The bill speeds lawful firearm transfers and creates formal appeals, fee relief, and oversight to fix NICS errors and protect good‑faith actors, but it increases public-safety and administrative risks by allowing deemed approvals, raising privacy and coordination challenges, and creating potential new workloads and costs.
People applying to buy or make a firearm can receive automatic approval if the government doesn't act within 3 business days, letting lawful applicants take possession sooner and reducing wait times.
People denied a firearm transfer get clearer information (a NICS transaction number) and a standardized appeals process to the Secretary — including a voluntary record-submission program to prevent future erroneous denials and reimbursement of attorney fees for prevailing appellants — improving routes to correct wrongful denials.
Transferors and transferees acting in good faith receive legal protection from criminal liability for transfers deemed approved (with limited return requirements), reducing the risk of prosecution for everyday buyers and sellers.
People and communities face increased safety risks because firearms can be transferred or made before background checks are completed (deemed approvals), raising the chance that prohibited persons obtain guns.
The combination of appeal rights, fee-shifting, and the potential for more litigation may increase administrative workload and backlogs for NICS/administrative agencies, delaying final resolutions of transfers and imposing costs on taxpayers.

### Data extract

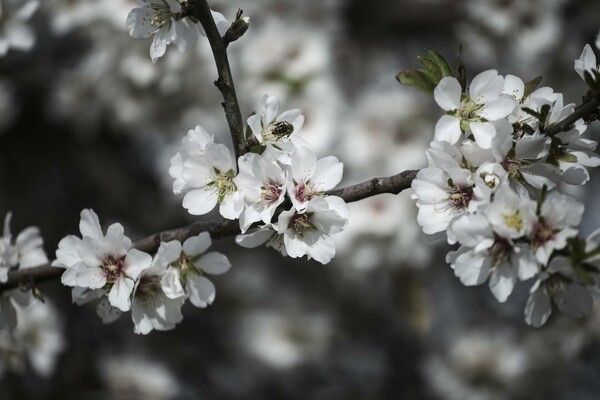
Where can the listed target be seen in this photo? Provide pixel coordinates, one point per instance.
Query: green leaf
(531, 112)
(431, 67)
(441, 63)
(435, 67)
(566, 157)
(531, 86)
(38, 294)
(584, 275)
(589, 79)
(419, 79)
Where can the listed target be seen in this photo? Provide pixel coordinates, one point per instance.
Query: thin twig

--

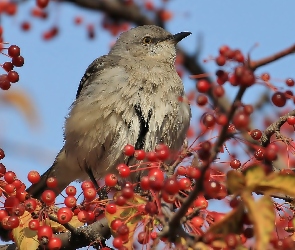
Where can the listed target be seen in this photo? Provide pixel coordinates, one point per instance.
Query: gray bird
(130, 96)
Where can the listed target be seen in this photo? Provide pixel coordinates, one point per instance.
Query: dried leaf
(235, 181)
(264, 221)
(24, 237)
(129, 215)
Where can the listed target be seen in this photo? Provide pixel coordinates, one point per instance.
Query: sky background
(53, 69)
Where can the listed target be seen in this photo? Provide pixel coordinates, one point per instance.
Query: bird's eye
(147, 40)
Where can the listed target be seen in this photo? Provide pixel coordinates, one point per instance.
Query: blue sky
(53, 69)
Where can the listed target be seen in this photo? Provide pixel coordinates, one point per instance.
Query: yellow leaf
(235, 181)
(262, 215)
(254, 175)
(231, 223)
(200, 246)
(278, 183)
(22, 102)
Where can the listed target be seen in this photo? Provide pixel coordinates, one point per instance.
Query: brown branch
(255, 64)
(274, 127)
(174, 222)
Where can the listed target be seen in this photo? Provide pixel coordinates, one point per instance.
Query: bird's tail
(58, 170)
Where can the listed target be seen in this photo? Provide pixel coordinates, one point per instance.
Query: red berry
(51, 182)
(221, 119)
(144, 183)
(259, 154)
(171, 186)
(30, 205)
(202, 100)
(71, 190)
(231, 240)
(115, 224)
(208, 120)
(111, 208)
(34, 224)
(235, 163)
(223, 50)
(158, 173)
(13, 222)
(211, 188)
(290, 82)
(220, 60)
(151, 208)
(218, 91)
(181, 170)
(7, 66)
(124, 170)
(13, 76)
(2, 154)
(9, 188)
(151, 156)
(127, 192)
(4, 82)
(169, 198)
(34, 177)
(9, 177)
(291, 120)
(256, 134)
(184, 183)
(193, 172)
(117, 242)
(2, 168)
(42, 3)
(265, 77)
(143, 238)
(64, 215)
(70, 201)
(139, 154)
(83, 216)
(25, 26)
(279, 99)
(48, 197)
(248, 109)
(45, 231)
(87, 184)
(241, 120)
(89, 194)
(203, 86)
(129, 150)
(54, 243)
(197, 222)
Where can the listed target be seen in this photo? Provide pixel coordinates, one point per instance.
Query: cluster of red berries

...

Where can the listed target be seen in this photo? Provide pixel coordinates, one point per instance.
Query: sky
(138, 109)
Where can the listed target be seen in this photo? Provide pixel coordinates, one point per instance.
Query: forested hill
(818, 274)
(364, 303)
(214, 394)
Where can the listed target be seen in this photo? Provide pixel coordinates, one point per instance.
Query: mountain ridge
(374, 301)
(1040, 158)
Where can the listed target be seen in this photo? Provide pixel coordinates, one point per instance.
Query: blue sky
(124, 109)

### Activity list
1/ Reproduce the bill summary from "People denied a" to "buyers and sellers.".
2/ According to the bill summary, why do deemed approvals increase safety risks for people and communities? Please answer in one to three sentences.
3/ Answer these questions from the bill summary:
(a) How many business days can pass without government action before an applicant receives automatic approval?
(b) What identifier does a person denied a firearm transfer receive?
(c) To whom does the standardized appeals process run?
The records come from a separate source and are not related to the bill summary.

### Written answers
1/
People denied a firearm transfer get clearer information (a NICS transaction number) and a standardized appeals process to the Secretary — including a voluntary record-submission program to prevent future erroneous denials and reimbursement of attorney fees for prevailing appellants — improving routes to correct wrongful denials.
Transferors and transferees acting in good faith receive legal protection from criminal liability for transfers deemed approved (with limited return requirements), reducing the risk of prosecution for everyday buyers and sellers.

2/ Deemed approvals allow firearms to be transferred or made before background checks are completed. That raises the chance that prohibited persons obtain guns.

3/
(a) 3 business days.
(b) A NICS transaction number.
(c) The Secretary.